## Görevler
A) Söyleşiyi "Mahmut Wenda Koyuncu: Mardin'de" sözcüklerinin geçtiği yerden başlayıp "küratör ve eğitmenim." sözcüklerinden sonra durarak yeniden yazın ve "göçebe" ifadesini "gezgin" olarak değiştirin.
B) Söyleşiye göre Mahmut Wenda Koyuncu, Mardin'de hangi mekanın direktörlüğünü yapıyor?

Küratör Mahmut Wenda Koyuncu ile Söyleşi


Merhaba Mahmut Wenda Bey, bize biraz Sanat İlhamlı okuyucuları için kendinizden bahseder misiniz?

Mahmut Wenda Koyuncu: Mardin'de doğmuş ve üniversiteye kadar burada yaşamış biriyim. Ardından yaklaşık 30 yıl, büyük oranda İstanbul’da geçmiş, bir göçebe hayattan sonra son 5 yıldır tekrar Mardin'e dönmüş bir yazar, küratör ve eğitmenim.

Mardin'de adı Meyman Sanat Evi olan bir mekanın direktörlüğünü yapıyorum. Sanat evinde sergiler, söyleşiler, atölyeler yapıyoruz. Aynı zamanda çoğunlukla İstanbul bazlı olan birtakım sanatsal etkinlikler yapan bağımsız bir sanat eyleyicisiyim.


Sanatla yolunuz nasıl kesişti?

[Nokta etiketleme setinden kayıtlar]
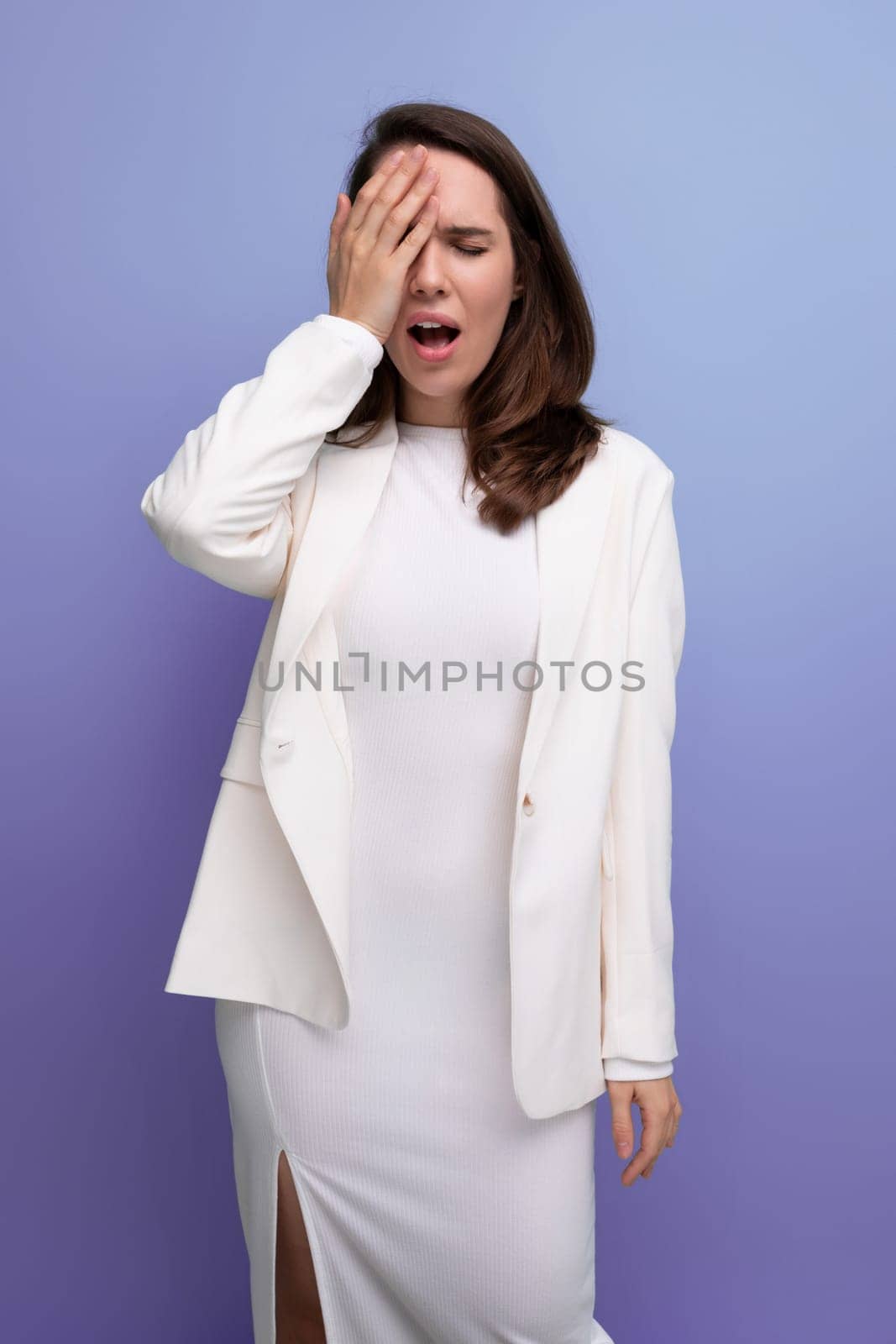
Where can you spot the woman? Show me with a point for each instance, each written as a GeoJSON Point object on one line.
{"type": "Point", "coordinates": [391, 1184]}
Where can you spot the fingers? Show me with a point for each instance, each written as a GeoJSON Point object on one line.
{"type": "Point", "coordinates": [396, 201]}
{"type": "Point", "coordinates": [621, 1120]}
{"type": "Point", "coordinates": [660, 1116]}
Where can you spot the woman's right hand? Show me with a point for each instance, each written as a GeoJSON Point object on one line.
{"type": "Point", "coordinates": [369, 255]}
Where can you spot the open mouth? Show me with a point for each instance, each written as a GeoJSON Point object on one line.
{"type": "Point", "coordinates": [434, 338]}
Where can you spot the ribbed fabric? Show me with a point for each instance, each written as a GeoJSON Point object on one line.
{"type": "Point", "coordinates": [438, 1213]}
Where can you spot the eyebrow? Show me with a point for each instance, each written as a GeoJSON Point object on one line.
{"type": "Point", "coordinates": [468, 232]}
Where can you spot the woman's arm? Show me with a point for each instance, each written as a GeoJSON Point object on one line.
{"type": "Point", "coordinates": [222, 506]}
{"type": "Point", "coordinates": [637, 931]}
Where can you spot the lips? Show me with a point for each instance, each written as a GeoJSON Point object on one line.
{"type": "Point", "coordinates": [434, 338]}
{"type": "Point", "coordinates": [434, 354]}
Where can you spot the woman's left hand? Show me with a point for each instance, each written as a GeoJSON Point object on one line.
{"type": "Point", "coordinates": [660, 1115]}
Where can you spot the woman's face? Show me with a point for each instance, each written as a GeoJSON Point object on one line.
{"type": "Point", "coordinates": [468, 277]}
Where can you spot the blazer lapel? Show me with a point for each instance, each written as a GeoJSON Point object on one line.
{"type": "Point", "coordinates": [570, 538]}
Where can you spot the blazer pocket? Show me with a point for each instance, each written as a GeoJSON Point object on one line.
{"type": "Point", "coordinates": [244, 757]}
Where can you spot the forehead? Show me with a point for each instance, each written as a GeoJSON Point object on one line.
{"type": "Point", "coordinates": [468, 194]}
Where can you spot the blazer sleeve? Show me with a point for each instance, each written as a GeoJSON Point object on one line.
{"type": "Point", "coordinates": [222, 506]}
{"type": "Point", "coordinates": [637, 929]}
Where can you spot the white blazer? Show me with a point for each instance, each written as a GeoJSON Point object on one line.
{"type": "Point", "coordinates": [257, 501]}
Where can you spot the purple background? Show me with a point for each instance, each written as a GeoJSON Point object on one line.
{"type": "Point", "coordinates": [720, 175]}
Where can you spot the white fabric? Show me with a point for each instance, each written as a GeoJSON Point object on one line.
{"type": "Point", "coordinates": [438, 1213]}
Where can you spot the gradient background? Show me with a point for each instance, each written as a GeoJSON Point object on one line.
{"type": "Point", "coordinates": [721, 176]}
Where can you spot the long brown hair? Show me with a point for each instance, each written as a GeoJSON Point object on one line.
{"type": "Point", "coordinates": [527, 430]}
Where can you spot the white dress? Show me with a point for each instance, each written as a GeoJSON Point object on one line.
{"type": "Point", "coordinates": [437, 1211]}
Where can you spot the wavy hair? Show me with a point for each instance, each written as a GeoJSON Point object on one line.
{"type": "Point", "coordinates": [527, 430]}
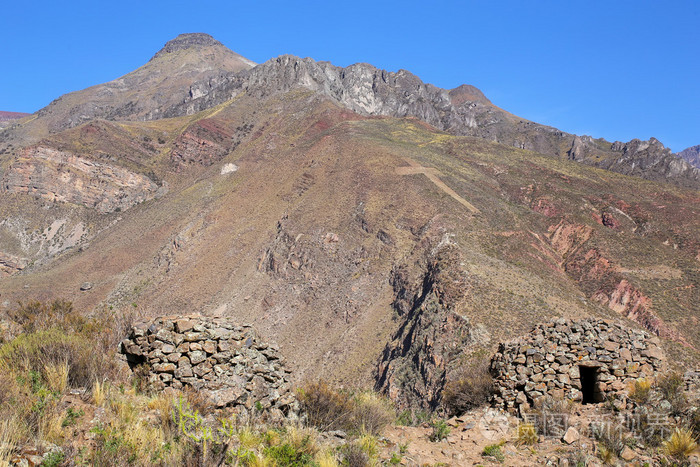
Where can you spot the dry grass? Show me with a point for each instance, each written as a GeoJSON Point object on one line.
{"type": "Point", "coordinates": [640, 391]}
{"type": "Point", "coordinates": [56, 375]}
{"type": "Point", "coordinates": [681, 444]}
{"type": "Point", "coordinates": [471, 387]}
{"type": "Point", "coordinates": [371, 412]}
{"type": "Point", "coordinates": [10, 435]}
{"type": "Point", "coordinates": [99, 390]}
{"type": "Point", "coordinates": [325, 408]}
{"type": "Point", "coordinates": [527, 435]}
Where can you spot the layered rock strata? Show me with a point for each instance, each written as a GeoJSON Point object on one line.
{"type": "Point", "coordinates": [60, 176]}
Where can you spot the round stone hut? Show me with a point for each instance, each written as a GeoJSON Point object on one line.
{"type": "Point", "coordinates": [585, 360]}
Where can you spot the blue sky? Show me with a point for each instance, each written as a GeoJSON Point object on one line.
{"type": "Point", "coordinates": [616, 69]}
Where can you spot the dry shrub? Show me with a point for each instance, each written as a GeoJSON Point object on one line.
{"type": "Point", "coordinates": [471, 387]}
{"type": "Point", "coordinates": [56, 375]}
{"type": "Point", "coordinates": [550, 415]}
{"type": "Point", "coordinates": [611, 438]}
{"type": "Point", "coordinates": [371, 412]}
{"type": "Point", "coordinates": [38, 316]}
{"type": "Point", "coordinates": [325, 408]}
{"type": "Point", "coordinates": [671, 386]}
{"type": "Point", "coordinates": [10, 436]}
{"type": "Point", "coordinates": [681, 444]}
{"type": "Point", "coordinates": [198, 400]}
{"type": "Point", "coordinates": [355, 456]}
{"type": "Point", "coordinates": [640, 391]}
{"type": "Point", "coordinates": [53, 347]}
{"type": "Point", "coordinates": [527, 434]}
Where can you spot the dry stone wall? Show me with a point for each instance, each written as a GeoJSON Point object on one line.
{"type": "Point", "coordinates": [584, 360]}
{"type": "Point", "coordinates": [224, 360]}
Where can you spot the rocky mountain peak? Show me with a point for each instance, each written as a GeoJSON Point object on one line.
{"type": "Point", "coordinates": [187, 41]}
{"type": "Point", "coordinates": [691, 155]}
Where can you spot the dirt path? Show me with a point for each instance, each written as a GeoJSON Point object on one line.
{"type": "Point", "coordinates": [433, 175]}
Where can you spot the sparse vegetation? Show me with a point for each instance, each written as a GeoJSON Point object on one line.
{"type": "Point", "coordinates": [440, 430]}
{"type": "Point", "coordinates": [640, 391]}
{"type": "Point", "coordinates": [494, 451]}
{"type": "Point", "coordinates": [328, 409]}
{"type": "Point", "coordinates": [527, 434]}
{"type": "Point", "coordinates": [471, 387]}
{"type": "Point", "coordinates": [671, 386]}
{"type": "Point", "coordinates": [681, 444]}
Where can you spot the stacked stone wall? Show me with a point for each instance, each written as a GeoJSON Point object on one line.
{"type": "Point", "coordinates": [214, 355]}
{"type": "Point", "coordinates": [548, 361]}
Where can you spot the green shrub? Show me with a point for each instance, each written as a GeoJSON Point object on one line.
{"type": "Point", "coordinates": [354, 455]}
{"type": "Point", "coordinates": [53, 459]}
{"type": "Point", "coordinates": [325, 408]}
{"type": "Point", "coordinates": [671, 386]}
{"type": "Point", "coordinates": [640, 391]}
{"type": "Point", "coordinates": [494, 450]}
{"type": "Point", "coordinates": [470, 388]}
{"type": "Point", "coordinates": [371, 412]}
{"type": "Point", "coordinates": [547, 411]}
{"type": "Point", "coordinates": [440, 430]}
{"type": "Point", "coordinates": [286, 454]}
{"type": "Point", "coordinates": [680, 444]}
{"type": "Point", "coordinates": [611, 438]}
{"type": "Point", "coordinates": [36, 351]}
{"type": "Point", "coordinates": [411, 417]}
{"type": "Point", "coordinates": [527, 434]}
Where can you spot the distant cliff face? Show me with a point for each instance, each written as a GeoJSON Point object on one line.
{"type": "Point", "coordinates": [462, 111]}
{"type": "Point", "coordinates": [691, 155]}
{"type": "Point", "coordinates": [8, 118]}
{"type": "Point", "coordinates": [61, 176]}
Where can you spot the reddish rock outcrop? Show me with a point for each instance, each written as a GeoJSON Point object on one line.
{"type": "Point", "coordinates": [204, 143]}
{"type": "Point", "coordinates": [64, 177]}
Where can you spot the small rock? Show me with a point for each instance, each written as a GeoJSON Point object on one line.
{"type": "Point", "coordinates": [628, 454]}
{"type": "Point", "coordinates": [571, 436]}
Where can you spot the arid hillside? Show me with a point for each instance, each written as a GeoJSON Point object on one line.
{"type": "Point", "coordinates": [376, 249]}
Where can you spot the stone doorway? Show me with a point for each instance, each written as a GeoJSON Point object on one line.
{"type": "Point", "coordinates": [589, 384]}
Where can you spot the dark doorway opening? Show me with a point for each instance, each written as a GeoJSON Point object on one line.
{"type": "Point", "coordinates": [589, 378]}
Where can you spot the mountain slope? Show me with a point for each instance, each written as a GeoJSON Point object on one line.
{"type": "Point", "coordinates": [375, 249]}
{"type": "Point", "coordinates": [326, 240]}
{"type": "Point", "coordinates": [163, 82]}
{"type": "Point", "coordinates": [691, 155]}
{"type": "Point", "coordinates": [461, 111]}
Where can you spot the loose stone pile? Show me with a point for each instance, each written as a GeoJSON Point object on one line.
{"type": "Point", "coordinates": [551, 359]}
{"type": "Point", "coordinates": [224, 360]}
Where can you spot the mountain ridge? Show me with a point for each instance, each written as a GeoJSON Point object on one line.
{"type": "Point", "coordinates": [691, 155]}
{"type": "Point", "coordinates": [371, 91]}
{"type": "Point", "coordinates": [343, 204]}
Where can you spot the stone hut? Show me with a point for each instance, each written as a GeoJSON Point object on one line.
{"type": "Point", "coordinates": [586, 361]}
{"type": "Point", "coordinates": [224, 360]}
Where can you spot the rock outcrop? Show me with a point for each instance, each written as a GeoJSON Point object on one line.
{"type": "Point", "coordinates": [585, 360]}
{"type": "Point", "coordinates": [414, 367]}
{"type": "Point", "coordinates": [367, 90]}
{"type": "Point", "coordinates": [226, 361]}
{"type": "Point", "coordinates": [64, 177]}
{"type": "Point", "coordinates": [691, 155]}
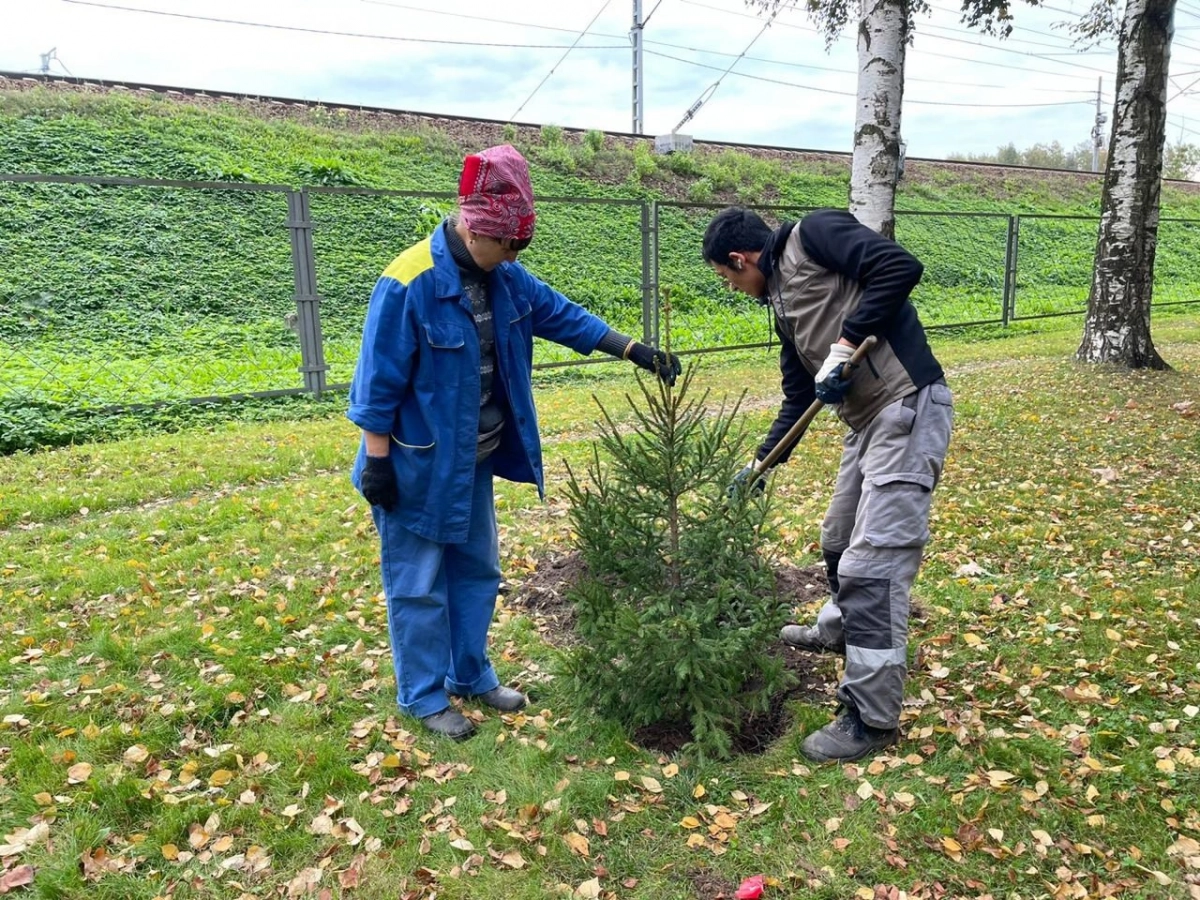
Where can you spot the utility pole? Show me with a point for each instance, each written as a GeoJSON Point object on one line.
{"type": "Point", "coordinates": [639, 72]}
{"type": "Point", "coordinates": [1098, 129]}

## Beklenen Sonuçlar
A)
Mahmut Wenda Koyuncu: Mardin'de doğmuş ve üniversiteye kadar burada yaşamış biriyim. Ardından yaklaşık 30 yıl, büyük oranda İstanbul’da geçmiş, bir gezgin hayattan sonra son 5 yıldır tekrar Mardin'e dönmüş bir yazar, küratör ve eğitmenim.

B) Meyman Sanat Evi'nin.